* [Task 1]:
Answer from the storage backend notes:
(a) How many characters long may an Azure container name be?
(b) Which Cloud Files environment variable is optional?
(c) Which environment variable should hold the Dropbox access token?
* [Task 2]: Rewrite the part of the storage backend notes starting at "The backend requires" and ending at "cloud files providers.", replacing "python-cloudfiles" with "python-swiftclient".
* [Task 3]: Please extend the storage backend notes from the point where they stop.

+++ Text +++

A NOTE ON AZURE	ACCESS
       The Azure backend requires the Microsoft	Azure Storage SDK for Python
       to be installed on the system.  See REQUIREMENTS	above.

       It uses two environment variables for authentification:
       AZURE_ACCOUNT_NAME (required), AZURE_ACCOUNT_KEY	(required)

       A container name	must be	a valid	DNS name, conforming to	the following
       naming rules:

	      1.     Container names must start	with a letter or number, and
		     can contain only letters, numbers,	and the	dash (-)
		     character.

	      2.     Every dash	(-) character must be immediately preceded and
		     followed by a letter or number; consecutive dashes	are
		     not permitted in container	names.

	      3.     All letters in a container	name must be lowercase.

	      4.     Container names must be from 3 through 63 characters
		     long.

A NOTE ON CLOUD	FILES ACCESS
       Pyrax is	Rackspace's next-generation Cloud management API, including
       Cloud Files access.  The	cfpyrax	backend	requires the pyrax library to
       be installed on the system.  See	REQUIREMENTS above.

       Cloudfiles is Rackspace's now deprecated	implementation of OpenStack
       Object Storage protocol.	 Users wishing to use Duplicity	with Rackspace
       Cloud Files should migrate to the new Pyrax plugin to ensure support.

       The backend requires python-cloudfiles to be installed on the system.
       See REQUIREMENTS	above.

       It uses three environment variables for authentification:
       CLOUDFILES_USERNAME (required), CLOUDFILES_APIKEY (required),
       CLOUDFILES_AUTHURL (optional)

       If CLOUDFILES_AUTHURL is	unspecified it will default to the value
       provided	by python-cloudfiles, which points to rackspace, hence this
       value must be set in order to use other cloud files providers.

A NOTE ON DROPBOX ACCESS
       1.     First of all Dropbox backend requires valid authentication
	      token. It	should be passed via DPBX_ACCESS_TOKEN environment
	      variable.
	      To obtain	it please create 'Dropbox API' application at:
	      https://www.dropbox.com/developers/apps/create
	      Then visit app settings and just use 'Generated access token'
	      under OAuth2 section.
	      Alternatively you	can let	duplicity generate access token
	      itself. In such case temporary export DPBX_APP_KEY ,
	      DPBX_APP_SECRET using values from	app settings page and run
	      duplicity	interactively.
	      It will print the	URL that you need to open in the browser to
	      obtain OAuth2 token for the application. Just follow on-screen
	      instructions and then put	generated token	to DPBX_ACCESS_TOKEN
	      variable.	Once done, feel	free to	unset DPBX_APP_KEY and
	      DPBX_APP_SECRET

       2.     "some_dir" must already exist in the Dropbox folder. Depending
	      on access	token kind it may be:
		     Full Dropbox: path	is absolute and	starts from 'Dropbox'
		     root folder.
		     App Folder: path is related to application	folder.
		     Dropbox client will show it in ~/Dropbox/Apps/<app-name>

       3.     When using Dropbox for storage, be aware that all	files,
	      including	the ones in the	Apps folder, will be synced to all
	      connected	computers.  You	may prefer to use a separate Dropbox
	      account specially	for the	backups, and not connect any computers
	      to that account. Alternatively you can configure selective sync
	      on all computers to avoid	syncing	of backup files

A NOTE ON EUROPEAN S3 BUCKETS
       Amazon S3 provides the ability to choose	the location of	a bucket upon
       its creation. The purpose is to enable the user to choose a location
       which is	better located network topologically relative to the user,
       because it may allow for	faster data transfers.

+++ Given records +++

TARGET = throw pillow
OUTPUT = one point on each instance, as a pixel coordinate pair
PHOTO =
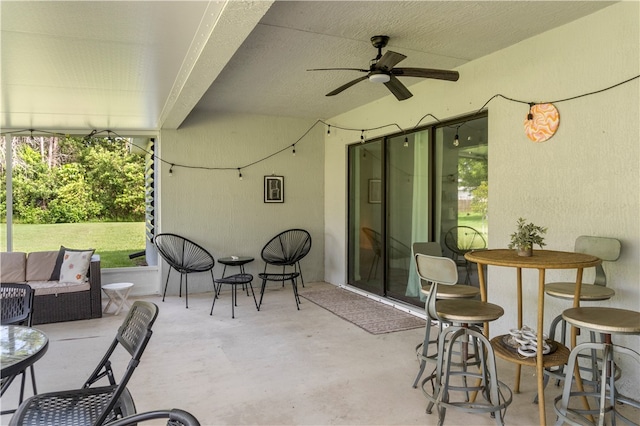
(75, 265)
(55, 275)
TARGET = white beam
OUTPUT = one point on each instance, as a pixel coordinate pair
(222, 31)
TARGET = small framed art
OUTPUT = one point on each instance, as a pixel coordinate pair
(274, 189)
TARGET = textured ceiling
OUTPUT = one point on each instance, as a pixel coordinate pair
(124, 65)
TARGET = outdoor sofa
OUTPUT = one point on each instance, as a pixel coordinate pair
(73, 294)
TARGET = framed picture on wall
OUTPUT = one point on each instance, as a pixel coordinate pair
(274, 189)
(375, 191)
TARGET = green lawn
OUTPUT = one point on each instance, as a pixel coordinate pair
(113, 241)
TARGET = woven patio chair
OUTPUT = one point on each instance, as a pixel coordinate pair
(101, 404)
(176, 417)
(185, 257)
(284, 251)
(16, 303)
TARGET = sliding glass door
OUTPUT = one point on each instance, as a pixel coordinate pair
(409, 188)
(407, 218)
(366, 247)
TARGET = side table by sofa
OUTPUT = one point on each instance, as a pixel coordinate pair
(117, 294)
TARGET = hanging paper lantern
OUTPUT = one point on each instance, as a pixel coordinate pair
(542, 122)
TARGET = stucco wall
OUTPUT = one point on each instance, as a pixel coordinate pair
(226, 215)
(585, 180)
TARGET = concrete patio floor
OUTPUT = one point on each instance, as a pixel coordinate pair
(278, 366)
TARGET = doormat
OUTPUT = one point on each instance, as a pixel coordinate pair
(368, 314)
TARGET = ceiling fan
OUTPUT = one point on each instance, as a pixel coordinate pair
(382, 70)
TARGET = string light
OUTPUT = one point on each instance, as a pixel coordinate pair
(362, 138)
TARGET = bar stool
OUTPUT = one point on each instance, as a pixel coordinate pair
(463, 317)
(607, 249)
(449, 292)
(607, 321)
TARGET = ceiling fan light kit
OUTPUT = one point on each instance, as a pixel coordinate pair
(379, 77)
(382, 70)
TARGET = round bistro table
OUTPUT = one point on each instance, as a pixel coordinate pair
(541, 260)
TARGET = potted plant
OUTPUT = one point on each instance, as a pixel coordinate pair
(526, 237)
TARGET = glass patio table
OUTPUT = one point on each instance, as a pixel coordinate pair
(21, 347)
(541, 260)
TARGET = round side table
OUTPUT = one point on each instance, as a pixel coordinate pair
(117, 294)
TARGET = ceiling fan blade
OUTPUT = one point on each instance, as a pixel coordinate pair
(389, 60)
(426, 73)
(346, 86)
(338, 69)
(398, 89)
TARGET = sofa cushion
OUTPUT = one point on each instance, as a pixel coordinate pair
(12, 267)
(75, 266)
(41, 288)
(55, 275)
(40, 264)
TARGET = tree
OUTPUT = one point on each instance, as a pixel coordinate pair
(58, 180)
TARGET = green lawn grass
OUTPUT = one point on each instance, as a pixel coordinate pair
(113, 241)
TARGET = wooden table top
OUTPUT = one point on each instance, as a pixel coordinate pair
(541, 259)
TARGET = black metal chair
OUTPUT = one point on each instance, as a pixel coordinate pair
(176, 417)
(460, 240)
(96, 405)
(285, 250)
(16, 303)
(184, 256)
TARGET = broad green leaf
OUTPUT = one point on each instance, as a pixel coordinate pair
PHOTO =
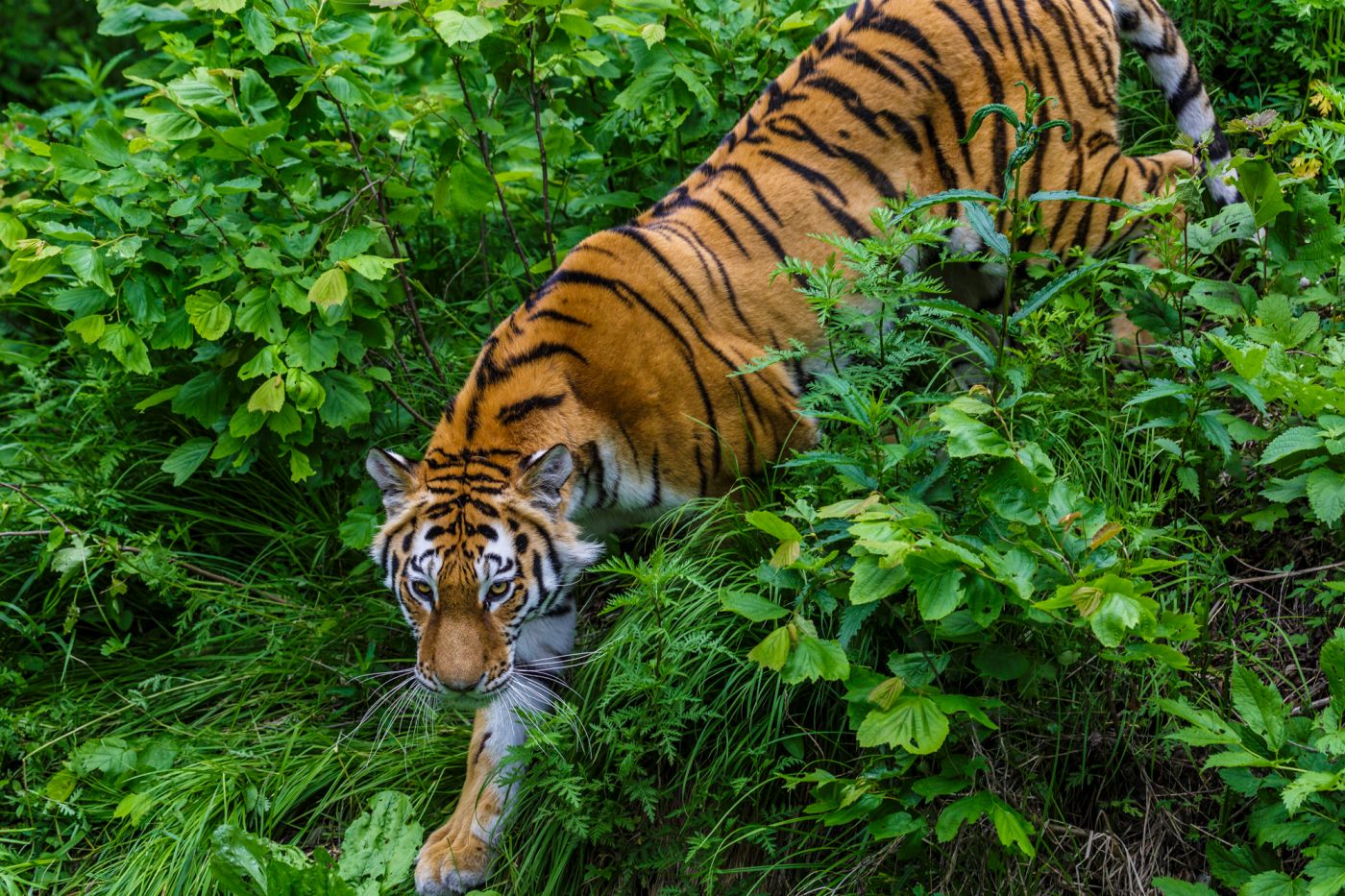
(105, 143)
(373, 267)
(346, 403)
(772, 525)
(454, 29)
(1327, 872)
(1290, 443)
(968, 437)
(814, 658)
(73, 164)
(185, 458)
(1173, 886)
(208, 314)
(87, 264)
(752, 606)
(1327, 494)
(938, 591)
(1259, 705)
(89, 327)
(258, 30)
(915, 724)
(773, 648)
(269, 396)
(870, 581)
(379, 846)
(125, 346)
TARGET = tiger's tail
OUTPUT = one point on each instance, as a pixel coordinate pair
(1147, 27)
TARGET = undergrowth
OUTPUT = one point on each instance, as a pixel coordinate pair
(1032, 618)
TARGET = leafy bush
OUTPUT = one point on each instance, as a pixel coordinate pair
(1032, 618)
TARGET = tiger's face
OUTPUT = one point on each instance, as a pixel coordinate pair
(480, 560)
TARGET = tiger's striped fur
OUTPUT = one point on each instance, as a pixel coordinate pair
(605, 399)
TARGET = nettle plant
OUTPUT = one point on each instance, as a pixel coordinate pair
(932, 557)
(1246, 383)
(278, 210)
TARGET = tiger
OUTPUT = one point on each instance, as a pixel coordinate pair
(605, 399)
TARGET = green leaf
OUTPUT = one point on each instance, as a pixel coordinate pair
(73, 164)
(938, 590)
(968, 437)
(1259, 184)
(373, 267)
(87, 264)
(259, 31)
(107, 144)
(1173, 886)
(915, 724)
(1333, 665)
(172, 125)
(1274, 884)
(127, 348)
(329, 289)
(185, 458)
(772, 525)
(752, 606)
(346, 403)
(1259, 705)
(870, 581)
(1327, 872)
(208, 314)
(773, 648)
(454, 29)
(269, 396)
(312, 351)
(814, 658)
(380, 845)
(1290, 443)
(89, 327)
(1327, 494)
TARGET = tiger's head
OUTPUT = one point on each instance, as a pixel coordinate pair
(480, 559)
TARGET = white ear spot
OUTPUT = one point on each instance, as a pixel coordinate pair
(393, 473)
(544, 476)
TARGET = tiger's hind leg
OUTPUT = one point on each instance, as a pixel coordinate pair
(456, 858)
(1132, 180)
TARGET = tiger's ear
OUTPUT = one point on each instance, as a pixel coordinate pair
(394, 476)
(544, 475)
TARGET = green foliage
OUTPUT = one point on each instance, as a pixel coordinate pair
(1026, 620)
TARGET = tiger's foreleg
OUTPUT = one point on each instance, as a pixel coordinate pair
(456, 858)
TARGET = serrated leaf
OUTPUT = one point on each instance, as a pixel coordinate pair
(1290, 443)
(773, 648)
(1327, 494)
(814, 658)
(373, 267)
(89, 327)
(1259, 705)
(185, 458)
(915, 724)
(269, 396)
(208, 314)
(380, 845)
(259, 31)
(329, 289)
(752, 606)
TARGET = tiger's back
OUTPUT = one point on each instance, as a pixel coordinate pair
(614, 392)
(645, 323)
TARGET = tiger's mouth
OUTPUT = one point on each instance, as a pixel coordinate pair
(464, 698)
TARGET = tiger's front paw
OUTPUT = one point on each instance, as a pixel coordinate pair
(453, 860)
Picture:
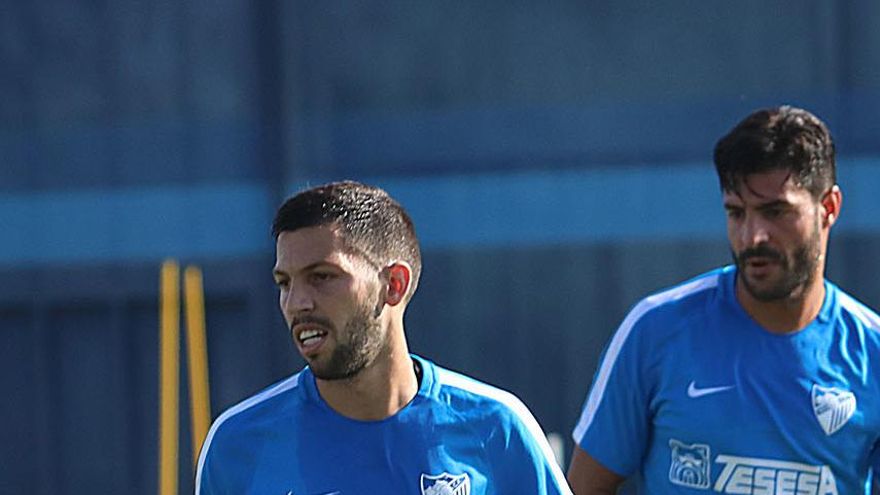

+++

* [Exercise answer 1]:
(a) From 3 through 63 characters.
(b) CLOUDFILES_AUTHURL
(c) DPBX_ACCESS_TOKEN

* [Exercise answer 2]:
The backend requires python-swiftclient to be installed on the system.
       See REQUIREMENTS	above.

       It uses three environment variables for authentification:
       CLOUDFILES_USERNAME (required), CLOUDFILES_APIKEY (required),
       CLOUDFILES_AUTHURL (optional)

       If CLOUDFILES_AUTHURL is	unspecified it will default to the value
       provided	by python-swiftclient, which points to rackspace, hence this
       value must be set in order to use other cloud files providers.

* [Exercise answer 3]:
       duplicity will create a new bucket the first time a bucket access is
       attempted. At this point, the bucket will be created in Europe if
       --s3-european-buckets was given.	For reasons having to do with how the
       Amazon S3 service works,	this also requires the use of the --s3-use-
       new-style option. This option turns on subdomain	based bucket
       addressing in S3. The details are beyond	the scope of this man page,
       but it is important to know that	your bucket must not contain upper
       case letters or any other characters that are not valid parts of	a
       hostname. Consequently, for reasons of backwards	compatibility, use of
       subdomain based bucket addressing is not	enabled	by default.

       Note that you will need to use --s3-use-new-style for all operations on
       European	buckets; not just upon initial creation.

       You only	need to	use --s3-european-buckets upon initial creation, but
       you may may use it at all times for consistency.

       Further note that when creating a new European bucket, it can take a
       while before the	bucket is fully	accessible. At the time	of this
       writing it is unclear to	what extent this is an expected	feature	of
       Amazon S3, but in practice you may experience timeouts, socket errors
       or HTTP errors when trying to upload files to your newly	created
       bucket. Give it a few minutes and the bucket should function normally.

A NOTE ON FILENAME PREFIXES
       Filename	prefixes can be	used in	conjunction with S3 lifecycle rules to
       transition archive files	to Glacier, while keeping metadata (signature
       and manifest files) on S3.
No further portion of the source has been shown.